__PROBLEM REQUIREMENTS__:
Count the lines in the data below that contain the string "surface", with case counting, and give only that number.

__ENTRIES SHOWN__:

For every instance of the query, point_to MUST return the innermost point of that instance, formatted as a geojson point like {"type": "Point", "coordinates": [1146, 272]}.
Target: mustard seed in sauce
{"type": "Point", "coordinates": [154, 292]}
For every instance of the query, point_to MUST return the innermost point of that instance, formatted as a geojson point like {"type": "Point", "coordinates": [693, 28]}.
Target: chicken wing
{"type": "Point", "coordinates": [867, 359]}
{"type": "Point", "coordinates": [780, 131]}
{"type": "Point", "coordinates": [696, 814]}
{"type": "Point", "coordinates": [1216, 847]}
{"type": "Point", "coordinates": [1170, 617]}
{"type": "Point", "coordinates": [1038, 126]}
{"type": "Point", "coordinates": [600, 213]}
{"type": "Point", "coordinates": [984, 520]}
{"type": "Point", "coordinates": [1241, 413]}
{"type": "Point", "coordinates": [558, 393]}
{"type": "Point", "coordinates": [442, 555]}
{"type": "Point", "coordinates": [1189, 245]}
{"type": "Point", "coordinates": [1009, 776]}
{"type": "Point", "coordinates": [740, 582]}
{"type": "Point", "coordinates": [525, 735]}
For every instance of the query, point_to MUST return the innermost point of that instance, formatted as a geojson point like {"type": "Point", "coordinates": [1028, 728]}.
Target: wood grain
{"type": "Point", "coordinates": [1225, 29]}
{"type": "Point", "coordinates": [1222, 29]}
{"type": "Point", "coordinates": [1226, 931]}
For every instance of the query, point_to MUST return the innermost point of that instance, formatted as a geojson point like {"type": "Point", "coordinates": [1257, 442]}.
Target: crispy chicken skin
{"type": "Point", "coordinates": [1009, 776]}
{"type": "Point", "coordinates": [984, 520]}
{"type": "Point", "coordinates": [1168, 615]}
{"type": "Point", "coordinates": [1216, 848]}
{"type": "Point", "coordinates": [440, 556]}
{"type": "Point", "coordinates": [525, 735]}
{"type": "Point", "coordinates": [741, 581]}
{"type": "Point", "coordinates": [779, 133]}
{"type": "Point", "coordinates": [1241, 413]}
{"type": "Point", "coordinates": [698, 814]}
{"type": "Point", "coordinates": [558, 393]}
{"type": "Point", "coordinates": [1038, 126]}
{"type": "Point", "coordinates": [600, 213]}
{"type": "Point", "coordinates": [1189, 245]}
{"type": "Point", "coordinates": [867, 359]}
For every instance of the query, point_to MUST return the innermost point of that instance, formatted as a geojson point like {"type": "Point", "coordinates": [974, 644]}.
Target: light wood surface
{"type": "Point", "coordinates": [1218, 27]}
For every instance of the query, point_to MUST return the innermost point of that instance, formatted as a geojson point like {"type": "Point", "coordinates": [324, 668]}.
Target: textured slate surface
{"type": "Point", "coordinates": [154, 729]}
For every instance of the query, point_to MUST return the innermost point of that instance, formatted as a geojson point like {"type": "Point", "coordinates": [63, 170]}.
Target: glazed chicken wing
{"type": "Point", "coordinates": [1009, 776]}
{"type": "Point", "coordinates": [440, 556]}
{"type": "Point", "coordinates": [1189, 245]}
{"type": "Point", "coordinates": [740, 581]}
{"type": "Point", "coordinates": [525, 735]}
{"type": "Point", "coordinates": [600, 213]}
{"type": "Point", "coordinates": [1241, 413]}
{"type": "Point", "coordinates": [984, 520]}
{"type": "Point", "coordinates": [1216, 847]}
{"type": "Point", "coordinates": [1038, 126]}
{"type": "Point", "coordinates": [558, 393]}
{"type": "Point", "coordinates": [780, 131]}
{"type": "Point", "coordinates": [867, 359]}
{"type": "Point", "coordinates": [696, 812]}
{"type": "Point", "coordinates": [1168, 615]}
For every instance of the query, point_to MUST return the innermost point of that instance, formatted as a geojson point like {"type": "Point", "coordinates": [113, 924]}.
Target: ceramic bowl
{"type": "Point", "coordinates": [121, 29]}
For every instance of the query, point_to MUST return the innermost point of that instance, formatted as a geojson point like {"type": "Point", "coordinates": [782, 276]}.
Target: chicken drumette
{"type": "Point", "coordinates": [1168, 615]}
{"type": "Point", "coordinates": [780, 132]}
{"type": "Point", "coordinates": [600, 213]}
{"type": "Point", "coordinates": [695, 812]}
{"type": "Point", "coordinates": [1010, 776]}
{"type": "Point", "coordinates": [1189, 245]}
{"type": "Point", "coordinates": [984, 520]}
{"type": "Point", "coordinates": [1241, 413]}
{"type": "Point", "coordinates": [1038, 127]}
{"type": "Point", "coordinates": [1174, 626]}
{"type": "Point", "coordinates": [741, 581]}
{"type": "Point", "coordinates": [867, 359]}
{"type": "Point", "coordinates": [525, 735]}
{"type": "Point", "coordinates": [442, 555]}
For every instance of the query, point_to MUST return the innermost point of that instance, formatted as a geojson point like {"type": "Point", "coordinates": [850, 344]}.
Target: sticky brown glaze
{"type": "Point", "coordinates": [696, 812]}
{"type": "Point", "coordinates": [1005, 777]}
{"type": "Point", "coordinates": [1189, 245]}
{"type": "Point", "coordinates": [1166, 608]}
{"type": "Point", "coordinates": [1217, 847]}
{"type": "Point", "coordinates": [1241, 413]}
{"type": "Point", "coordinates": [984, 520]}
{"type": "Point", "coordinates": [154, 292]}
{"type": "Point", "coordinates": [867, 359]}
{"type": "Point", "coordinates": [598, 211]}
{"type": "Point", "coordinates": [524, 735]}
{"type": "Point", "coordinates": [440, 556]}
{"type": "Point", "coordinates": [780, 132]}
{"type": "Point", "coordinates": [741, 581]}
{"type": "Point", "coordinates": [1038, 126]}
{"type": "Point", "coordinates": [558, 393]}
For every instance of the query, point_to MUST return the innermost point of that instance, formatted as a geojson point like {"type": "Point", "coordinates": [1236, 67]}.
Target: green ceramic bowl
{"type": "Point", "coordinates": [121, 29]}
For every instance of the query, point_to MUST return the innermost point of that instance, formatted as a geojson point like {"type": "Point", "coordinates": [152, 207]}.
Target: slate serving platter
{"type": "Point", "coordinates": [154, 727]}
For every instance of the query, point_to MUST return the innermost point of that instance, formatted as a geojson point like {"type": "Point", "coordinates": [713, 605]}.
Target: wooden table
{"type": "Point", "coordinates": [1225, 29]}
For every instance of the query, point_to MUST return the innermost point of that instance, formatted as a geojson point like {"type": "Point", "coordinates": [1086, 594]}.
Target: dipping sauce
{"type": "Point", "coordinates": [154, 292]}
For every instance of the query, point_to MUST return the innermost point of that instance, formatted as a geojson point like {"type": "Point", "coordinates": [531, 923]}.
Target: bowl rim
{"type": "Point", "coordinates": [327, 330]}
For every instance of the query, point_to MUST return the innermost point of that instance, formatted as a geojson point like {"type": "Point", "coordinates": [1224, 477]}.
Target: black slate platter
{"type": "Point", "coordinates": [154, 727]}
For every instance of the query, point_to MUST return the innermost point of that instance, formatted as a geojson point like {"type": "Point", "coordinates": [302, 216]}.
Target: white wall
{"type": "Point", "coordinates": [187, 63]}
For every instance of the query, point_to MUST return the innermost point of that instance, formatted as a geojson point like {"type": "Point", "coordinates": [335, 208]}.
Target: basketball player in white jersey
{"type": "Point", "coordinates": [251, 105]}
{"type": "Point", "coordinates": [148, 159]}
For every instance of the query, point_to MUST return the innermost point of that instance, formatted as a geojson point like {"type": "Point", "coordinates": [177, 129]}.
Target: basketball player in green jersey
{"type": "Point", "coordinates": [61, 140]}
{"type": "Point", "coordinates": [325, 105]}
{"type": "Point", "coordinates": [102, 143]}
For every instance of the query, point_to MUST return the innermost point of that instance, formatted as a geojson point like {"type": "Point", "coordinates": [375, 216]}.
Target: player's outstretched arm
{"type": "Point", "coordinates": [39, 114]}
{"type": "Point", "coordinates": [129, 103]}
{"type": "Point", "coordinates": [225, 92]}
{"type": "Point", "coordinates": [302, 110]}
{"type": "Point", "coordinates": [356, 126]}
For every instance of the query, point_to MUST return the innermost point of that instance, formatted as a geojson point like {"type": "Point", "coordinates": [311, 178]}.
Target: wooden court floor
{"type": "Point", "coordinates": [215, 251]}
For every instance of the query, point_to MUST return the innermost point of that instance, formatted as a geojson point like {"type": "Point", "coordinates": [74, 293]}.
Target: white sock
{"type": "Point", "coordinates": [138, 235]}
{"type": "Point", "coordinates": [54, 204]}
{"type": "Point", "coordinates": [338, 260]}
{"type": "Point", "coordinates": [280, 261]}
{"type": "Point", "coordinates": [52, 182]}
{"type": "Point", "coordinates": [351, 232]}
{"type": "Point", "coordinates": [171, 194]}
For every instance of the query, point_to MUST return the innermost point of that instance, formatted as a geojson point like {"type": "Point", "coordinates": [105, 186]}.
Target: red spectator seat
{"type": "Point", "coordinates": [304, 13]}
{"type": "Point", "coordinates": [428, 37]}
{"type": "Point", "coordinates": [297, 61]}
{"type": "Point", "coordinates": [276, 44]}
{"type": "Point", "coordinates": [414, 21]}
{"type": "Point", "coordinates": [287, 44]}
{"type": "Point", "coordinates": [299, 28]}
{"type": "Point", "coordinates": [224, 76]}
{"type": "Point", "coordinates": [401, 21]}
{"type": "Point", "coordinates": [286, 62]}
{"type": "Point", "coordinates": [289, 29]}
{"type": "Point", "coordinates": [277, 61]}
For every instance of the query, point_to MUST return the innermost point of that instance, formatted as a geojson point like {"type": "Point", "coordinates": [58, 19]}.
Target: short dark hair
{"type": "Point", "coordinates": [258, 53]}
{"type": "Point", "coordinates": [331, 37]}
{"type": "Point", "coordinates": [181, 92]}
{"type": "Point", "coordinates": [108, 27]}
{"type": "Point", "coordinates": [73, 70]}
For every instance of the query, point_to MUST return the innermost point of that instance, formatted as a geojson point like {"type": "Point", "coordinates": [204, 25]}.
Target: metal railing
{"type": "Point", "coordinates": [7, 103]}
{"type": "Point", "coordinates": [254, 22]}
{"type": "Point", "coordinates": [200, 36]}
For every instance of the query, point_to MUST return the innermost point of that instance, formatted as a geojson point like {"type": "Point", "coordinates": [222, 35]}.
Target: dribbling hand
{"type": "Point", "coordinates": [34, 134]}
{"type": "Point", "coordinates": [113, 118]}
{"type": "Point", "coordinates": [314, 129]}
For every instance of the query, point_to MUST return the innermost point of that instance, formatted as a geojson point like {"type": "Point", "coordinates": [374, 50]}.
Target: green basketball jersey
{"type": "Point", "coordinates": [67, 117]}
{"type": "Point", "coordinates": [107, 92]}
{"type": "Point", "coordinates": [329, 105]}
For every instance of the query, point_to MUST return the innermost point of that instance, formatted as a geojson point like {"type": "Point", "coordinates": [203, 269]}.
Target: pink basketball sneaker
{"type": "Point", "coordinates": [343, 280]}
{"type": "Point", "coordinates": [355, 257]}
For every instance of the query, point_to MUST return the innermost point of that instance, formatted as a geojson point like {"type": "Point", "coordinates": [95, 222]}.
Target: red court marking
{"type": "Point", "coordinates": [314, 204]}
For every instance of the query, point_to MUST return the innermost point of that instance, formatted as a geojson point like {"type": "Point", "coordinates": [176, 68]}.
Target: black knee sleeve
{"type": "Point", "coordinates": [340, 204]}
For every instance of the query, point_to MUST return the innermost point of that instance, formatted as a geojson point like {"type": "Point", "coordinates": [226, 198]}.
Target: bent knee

__FULL SOLUTION__:
2